Director of Public Prosecutions v Welsh (No 2)

Case

[2023] ACTSC 347

No judgment structure available for this case.

SUPREME COURT OF THE AUSTRALIAN CAPITAL TERRITORY

Case Title:

DPP v Welsh (No 2)

Citation: 

[2023] ACTSC 347

Hearing Date: 

10 November 2023

Decision Date: 

22 November 2023

Before:

Baker J

Decision: 

(1)    I adjourn the proceedings to 13 May 2024.

(2)    I amend Bail Condition 1 to read as follows:

(a)    Return to the Glen Rehabilitation Centre at 50 Church Road, Chittaway Point NSW 2261 as directed by the Glen Rehabilitation Centre, and to remain at the Glen Rehabilitation Centre.

(3)    Bail to continue.

Catchwords: 

CRIMINAL LAW – JURISDICTION, PRACTICE AND PROCEDURE – Judgment and Punishment – Sentence – offender completed first stages of residential rehabilitation program – offender offered extension of time with rehabilitation program – substantive sentence proceedings already adjourned once – whether adjournment of sentence until after completion of program is appropriate – s 27 Crimes (Sentencing) Act 2005 (ACT) – Griffiths remand – whether s 27 displaced common law power to impose Griffiths remand – Griffiths remand imposed.

Data records:
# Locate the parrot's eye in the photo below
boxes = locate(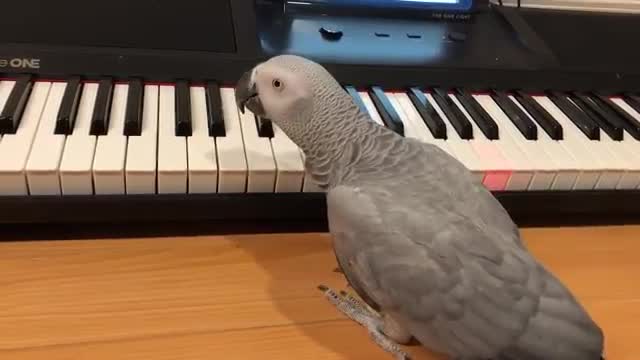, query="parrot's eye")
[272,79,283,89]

--

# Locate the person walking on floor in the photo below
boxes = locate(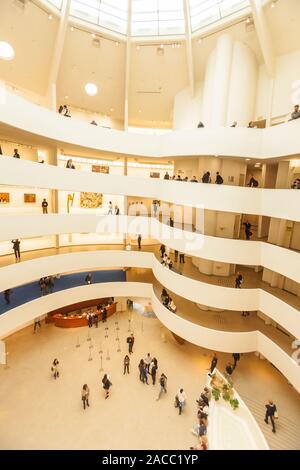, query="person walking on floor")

---

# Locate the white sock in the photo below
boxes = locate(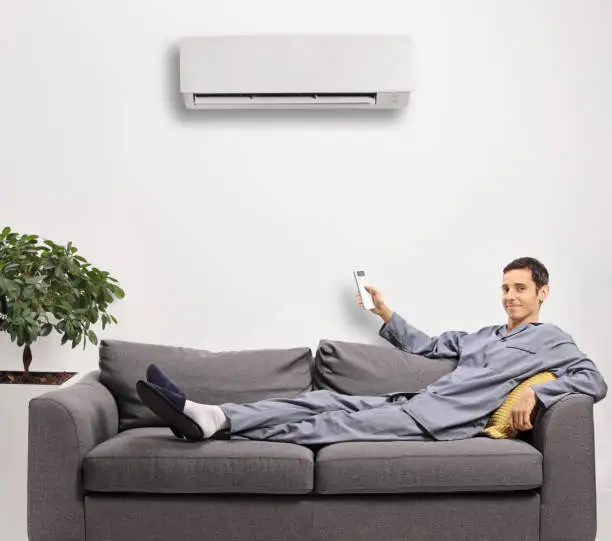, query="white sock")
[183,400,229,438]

What is expected:
In the case summary above, rewrite the catchwords paragraph that begins "CRIMINAL LAW – JURISDICTION, PRACTICE AND PROCEDURE" as a short bulleted list that keeps its main facts.

Response:
- The matter concerns criminal law: jurisdiction, practice and procedure, and judgment and punishment at sentence.
- The offender completed the first stages of a residential rehabilitation program and was offered an extension of time with it.
- The substantive sentence proceedings had already been adjourned once.
- One issue was whether adjourning the sentence until the program is completed is appropriate under s 27 of the Crimes (Sentencing) Act 2005 (ACT).
- Another issue was whether s 27 displaced the common law power to impose a Griffiths remand.
- A Griffiths remand was imposed.